ドナルド・トランプ次期米大統領は15日(日本時間16日)、南部フロリダ州にある自身の邸宅「マールアラーゴ」に、安倍晋三元首相の妻、昭恵さんを招いて夕食会を開いた。その晩、同席したメラニア夫人が自身のSNSに、3人の写真とともに次のような書き込みをした。

「昭恵夫人をマールアラーゴに再びお迎えできて光栄だった。私たちは亡くなられた安倍元首相をしのび、素晴らしいレガシー(政治的遺産)をたたえました」

各国首脳らから、トランプ氏への面会希望が殺到するなか、夕食会を設けることは極めて異例といえる。しかも当日はクリスマス休暇直前の日曜日である。米国人にとって家族や親しい友人だけで過ごす大切な日だ。

トランプ氏はなぜ、昭恵さんのために異例の夕食会を開いたのだろうか。翌16日、大統領選後初となる記者会見で、その経緯についてこう説明した。

「安倍夫人は妻のメラニアと非常に親しく、メラニアの本をとても気に入っていた。私は安倍元首相ととても親しかった。素晴らしい人物だった。夫人が夕食をともにできるか尋ねてきたので、シンゾーに敬意を表して受けた」

• データ抜粋:
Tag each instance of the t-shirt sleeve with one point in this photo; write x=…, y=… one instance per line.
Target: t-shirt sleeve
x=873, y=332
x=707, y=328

• 記述問題:
資料文によると、トランプ氏が昭恵さんを招いて夕食会を開いた場所はどこか。

• 最終解答:
南部フロリダ州にある自身の邸宅「マールアラーゴ」。